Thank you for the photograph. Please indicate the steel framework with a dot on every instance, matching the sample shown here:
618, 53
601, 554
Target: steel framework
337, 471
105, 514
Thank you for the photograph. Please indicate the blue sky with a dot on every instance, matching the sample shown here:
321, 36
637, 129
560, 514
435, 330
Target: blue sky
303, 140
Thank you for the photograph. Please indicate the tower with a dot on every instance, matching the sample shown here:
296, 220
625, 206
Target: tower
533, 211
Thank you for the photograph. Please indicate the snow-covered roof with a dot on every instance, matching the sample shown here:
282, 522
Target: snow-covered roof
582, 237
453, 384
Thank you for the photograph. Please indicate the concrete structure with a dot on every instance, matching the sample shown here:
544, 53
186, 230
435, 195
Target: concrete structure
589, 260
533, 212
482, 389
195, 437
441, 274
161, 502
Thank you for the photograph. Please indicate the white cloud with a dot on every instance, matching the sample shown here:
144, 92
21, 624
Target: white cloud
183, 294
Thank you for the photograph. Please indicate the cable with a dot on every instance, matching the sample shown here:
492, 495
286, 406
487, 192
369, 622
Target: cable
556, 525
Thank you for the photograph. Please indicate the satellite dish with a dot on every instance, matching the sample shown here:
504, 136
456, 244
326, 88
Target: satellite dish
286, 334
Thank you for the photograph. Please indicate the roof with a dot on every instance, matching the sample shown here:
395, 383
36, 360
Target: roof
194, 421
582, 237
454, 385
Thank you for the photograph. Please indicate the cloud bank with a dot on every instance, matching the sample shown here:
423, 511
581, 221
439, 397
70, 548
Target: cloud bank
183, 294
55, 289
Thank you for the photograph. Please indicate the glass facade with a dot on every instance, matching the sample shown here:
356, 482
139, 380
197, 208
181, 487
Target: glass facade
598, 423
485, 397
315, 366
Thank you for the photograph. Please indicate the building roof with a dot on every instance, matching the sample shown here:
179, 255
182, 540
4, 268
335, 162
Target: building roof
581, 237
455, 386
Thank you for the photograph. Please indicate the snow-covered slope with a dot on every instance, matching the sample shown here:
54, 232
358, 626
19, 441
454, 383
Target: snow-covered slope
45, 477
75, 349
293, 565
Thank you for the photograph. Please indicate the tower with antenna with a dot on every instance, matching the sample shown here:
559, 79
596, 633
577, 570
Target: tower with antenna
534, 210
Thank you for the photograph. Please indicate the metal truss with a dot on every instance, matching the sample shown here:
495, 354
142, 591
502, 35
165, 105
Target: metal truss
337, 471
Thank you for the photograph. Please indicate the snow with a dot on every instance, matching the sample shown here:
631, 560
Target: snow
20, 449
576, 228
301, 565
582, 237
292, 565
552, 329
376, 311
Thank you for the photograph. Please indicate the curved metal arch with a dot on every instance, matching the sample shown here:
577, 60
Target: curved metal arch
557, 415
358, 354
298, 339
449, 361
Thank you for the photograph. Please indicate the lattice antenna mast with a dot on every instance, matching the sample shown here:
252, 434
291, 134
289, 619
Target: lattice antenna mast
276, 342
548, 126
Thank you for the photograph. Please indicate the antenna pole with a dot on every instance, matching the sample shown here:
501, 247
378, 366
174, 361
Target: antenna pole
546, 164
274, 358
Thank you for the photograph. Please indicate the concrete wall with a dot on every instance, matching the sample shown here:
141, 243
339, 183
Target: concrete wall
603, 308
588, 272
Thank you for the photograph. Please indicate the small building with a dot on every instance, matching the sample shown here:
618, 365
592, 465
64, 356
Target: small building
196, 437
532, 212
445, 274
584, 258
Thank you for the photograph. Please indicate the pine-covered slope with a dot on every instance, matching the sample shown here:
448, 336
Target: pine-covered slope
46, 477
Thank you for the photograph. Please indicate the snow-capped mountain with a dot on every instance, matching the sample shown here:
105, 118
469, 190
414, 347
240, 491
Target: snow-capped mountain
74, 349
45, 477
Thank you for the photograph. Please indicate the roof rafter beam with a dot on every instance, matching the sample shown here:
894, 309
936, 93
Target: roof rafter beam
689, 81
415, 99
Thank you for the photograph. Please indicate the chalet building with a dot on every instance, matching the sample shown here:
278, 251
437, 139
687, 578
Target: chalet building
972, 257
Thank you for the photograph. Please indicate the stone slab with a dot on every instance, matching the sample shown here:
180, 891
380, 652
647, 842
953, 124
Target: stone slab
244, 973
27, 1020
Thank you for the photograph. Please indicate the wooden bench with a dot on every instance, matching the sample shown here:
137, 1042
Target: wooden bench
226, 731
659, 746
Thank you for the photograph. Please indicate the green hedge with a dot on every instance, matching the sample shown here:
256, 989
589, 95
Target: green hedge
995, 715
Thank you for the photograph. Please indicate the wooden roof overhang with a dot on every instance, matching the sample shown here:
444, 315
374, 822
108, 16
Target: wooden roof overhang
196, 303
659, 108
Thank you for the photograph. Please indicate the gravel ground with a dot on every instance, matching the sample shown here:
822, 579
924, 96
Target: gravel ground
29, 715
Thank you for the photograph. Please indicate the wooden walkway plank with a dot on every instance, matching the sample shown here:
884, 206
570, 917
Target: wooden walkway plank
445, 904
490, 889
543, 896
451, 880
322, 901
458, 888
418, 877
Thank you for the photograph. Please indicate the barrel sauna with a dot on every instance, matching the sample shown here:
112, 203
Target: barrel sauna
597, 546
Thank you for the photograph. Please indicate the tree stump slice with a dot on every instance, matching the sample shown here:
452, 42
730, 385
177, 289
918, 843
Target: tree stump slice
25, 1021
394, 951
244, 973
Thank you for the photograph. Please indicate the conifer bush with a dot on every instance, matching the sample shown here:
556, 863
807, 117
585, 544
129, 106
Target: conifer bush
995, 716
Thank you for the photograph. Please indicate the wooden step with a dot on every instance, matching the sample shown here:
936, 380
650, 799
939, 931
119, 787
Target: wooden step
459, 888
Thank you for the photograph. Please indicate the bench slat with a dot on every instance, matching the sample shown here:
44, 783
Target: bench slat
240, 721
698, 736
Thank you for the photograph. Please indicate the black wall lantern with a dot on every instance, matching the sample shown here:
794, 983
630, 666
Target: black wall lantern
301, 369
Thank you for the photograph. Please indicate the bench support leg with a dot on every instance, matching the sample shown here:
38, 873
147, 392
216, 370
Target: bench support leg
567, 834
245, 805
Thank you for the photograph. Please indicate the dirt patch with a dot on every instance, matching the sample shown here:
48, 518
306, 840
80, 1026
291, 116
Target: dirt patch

- [Your objective]
Print out every record again, exactly and in full.

- [Written solution]
Thank you for the photograph. Please indicate the steel framework with a dot on every instance, matching the sample shown here:
618, 53
601, 554
Target: steel framework
337, 471
105, 514
Thank you for the photograph. Please indicate the blue sky with a dot on every instance, matching the sample shown here:
321, 36
637, 129
560, 514
435, 330
Target: blue sky
303, 140
Thank you for the photograph. Please indicate the tower with a dot on every instance, matching the sample shown here:
296, 220
625, 206
Target: tower
533, 211
Thank you for the photograph. Please indicate the snow-covered roof with a dot on every instance, matching the sample shown here:
282, 522
Target: snow-covered roof
582, 237
453, 384
Thank you for the photograph. Please indicate the concrete structure with a dot on every instance, matching the sample shown here:
544, 53
186, 230
435, 195
Target: concrete structure
589, 260
533, 212
482, 389
195, 437
441, 274
161, 502
Thank you for the photograph. Please indicate the white cloud with a dot on every instance, matching the sample shown here:
144, 92
21, 624
Target: white cloud
183, 294
Thank you for the photograph. Please indicate the cable with a dot on every instance, matching the sample shown here:
492, 495
286, 406
487, 192
369, 622
Target: cable
556, 525
Thank you for the photograph. Please indicate the satellite dish with a dot on every instance, matching the sample shown here:
504, 136
456, 244
326, 88
Target: satellite dish
286, 334
Thank you for the photograph. Please indicate the roof with a dot on every instance, matching the sample shown here:
395, 383
36, 360
Target: roof
194, 421
582, 237
454, 385
Thank you for the photograph. Please indicate the cloud bank with a dot on every instance, matching the sample shown here:
423, 511
581, 221
439, 397
70, 548
Target: cloud bank
183, 294
55, 289
Thank you for the photograph. Please indicate the glass facade with a dot on every instance, matching the sample shown here:
356, 482
139, 380
197, 208
181, 487
Target: glass facade
598, 423
485, 397
315, 366
Thank you for the photograph. Please indicate the building roof with a dot on every instance, matching the sample shown here:
179, 255
182, 540
4, 268
335, 162
Target: building roof
581, 237
455, 386
Thank you for the photograph. Please indicate the snow-covered slope with a dot on every instance, matching the sample shown here:
54, 232
358, 626
19, 441
454, 383
Target: snow-covered slope
45, 477
75, 349
293, 565
Thank you for the photograph. Please indicate the tower with antenna with a dot on every instance, matching the sample shown here:
559, 79
596, 633
577, 570
Target: tower with antenna
534, 210
Thank you for the photograph. Please indicate the metal truss with a dot on every instance, matching the sample shown here:
495, 354
142, 591
502, 35
165, 105
Target: metal truss
337, 471
Thank you for the photograph. Please indicate the snow with a dot on every instance, matching the sample shown here:
631, 560
Target: snow
20, 449
576, 228
301, 565
582, 237
292, 565
552, 329
376, 311
Thank you for the photograph. Please indicate the curved metal arch with a dot on every instance, matching the sample shown here:
577, 60
Target: curved metal arch
557, 415
358, 354
298, 339
449, 361
Thank you for the photograph. Please indicate the lattice antenna mast with a dot on every instance, matching the sample shown here:
252, 434
291, 134
289, 619
Target: lattice antenna mast
276, 342
548, 126
Thank you for the photograph. Please indicate the antenna pole with a dot on every instance, matching the sample shown here:
501, 247
378, 366
174, 361
Target: antenna pole
546, 164
274, 358
Thank you for the photograph. Please indicate the concrete wall with a dot on every instance, matching the sample shown here:
141, 243
339, 183
Target: concrete wall
603, 308
588, 272
Thank you for the photograph. Please indicate the small building with a dot on every instance, matching the sample shown here:
618, 365
592, 465
64, 356
Target: small building
196, 437
532, 212
445, 274
584, 258
Thank you for the photograph. Please indicate the pine-covered slope with a dot on every instance, matching the sample shown here:
448, 336
Target: pine-covered slope
46, 477
Thank you for the photograph. Please indicate the snow-capped mountain with a dot on every instance, matching the sample shown here:
105, 118
469, 190
414, 347
240, 491
Target: snow-capped mountain
74, 349
45, 477
Thank you for the photograph. Please indicate the roof rafter beam with a dot on every instance, matching the sample shown here:
894, 309
936, 93
Target: roof rafter beam
689, 81
415, 99
Thank you for the photograph. Please indicate the chalet building with a dot on every instance, matching the sample shown here:
278, 251
437, 139
687, 578
Target: chalet building
972, 257
Thank you for the photograph. Please indicate the stone slab with a dot on every instance, matching the sample shown here:
180, 891
380, 652
647, 842
953, 124
Target: stone slab
244, 973
27, 1020
Thank you for the photograph. Please indicate the wooden bench with a dot on every instance, matching the sample shown here:
137, 1042
Target: wooden bench
226, 731
659, 746
Thank you for the photograph. Please indicate the green hedge with a dot on every instance, matching the sample shown here:
256, 989
589, 95
Target: green hedge
995, 715
Thank you for the photograph. Please indicate the wooden roof overhang with a dot on every instance, matching the sample shown here:
444, 315
374, 822
108, 16
Target: wooden roof overhang
196, 303
659, 108
Thank you for the photograph. Please indicate the gravel ground with a dot on every instance, matching the sample shown here:
822, 579
924, 96
Target: gravel ground
29, 715
Thank you for the photograph. Please indicate the wooden walkway plank with a dot on every instance, matching the sample shown here:
884, 206
570, 917
Target: wooden walkway plank
445, 904
490, 889
543, 896
451, 880
322, 901
458, 888
418, 877
Thank you for the photograph. Please indicate the barrel sauna with a dot on every instance, matching the sample shown here:
112, 203
Target: barrel sauna
597, 546
Thank you for the photograph. Please indicate the tree stump slice with a dot on every instance, matching the sample shown here:
452, 42
730, 385
177, 289
918, 843
Target: tree stump slice
25, 1021
394, 951
244, 973
Thank you for the photograph. Please indicate the conifer bush with a dot on every instance, matching the sample shown here:
556, 863
807, 117
585, 544
129, 106
Target: conifer bush
995, 716
Thank you for the photograph. Please indicate the wooden step with a dot on every instance, matching the sample shown here:
936, 380
650, 799
939, 931
119, 787
Target: wooden step
459, 888
Thank you for the photograph. Please indicate the bench slat with a dot on every instance, matching the sample shown here:
44, 783
Target: bench slat
240, 721
698, 736
Thank you for the photograph. Please indicate the black wall lantern with a dot on every instance, matching the sample shown here:
794, 983
630, 666
Target: black wall lantern
301, 369
Thank you for the photograph. Please indicate the bench support leg with a dot on every instance, matching the sample shown here:
38, 873
147, 392
216, 370
Target: bench support leg
567, 834
245, 805
Thank you for the photograph. Please indicate the dirt patch with a dot on every instance, matching the sample shown here:
48, 518
306, 840
80, 1026
291, 116
Target: dirt patch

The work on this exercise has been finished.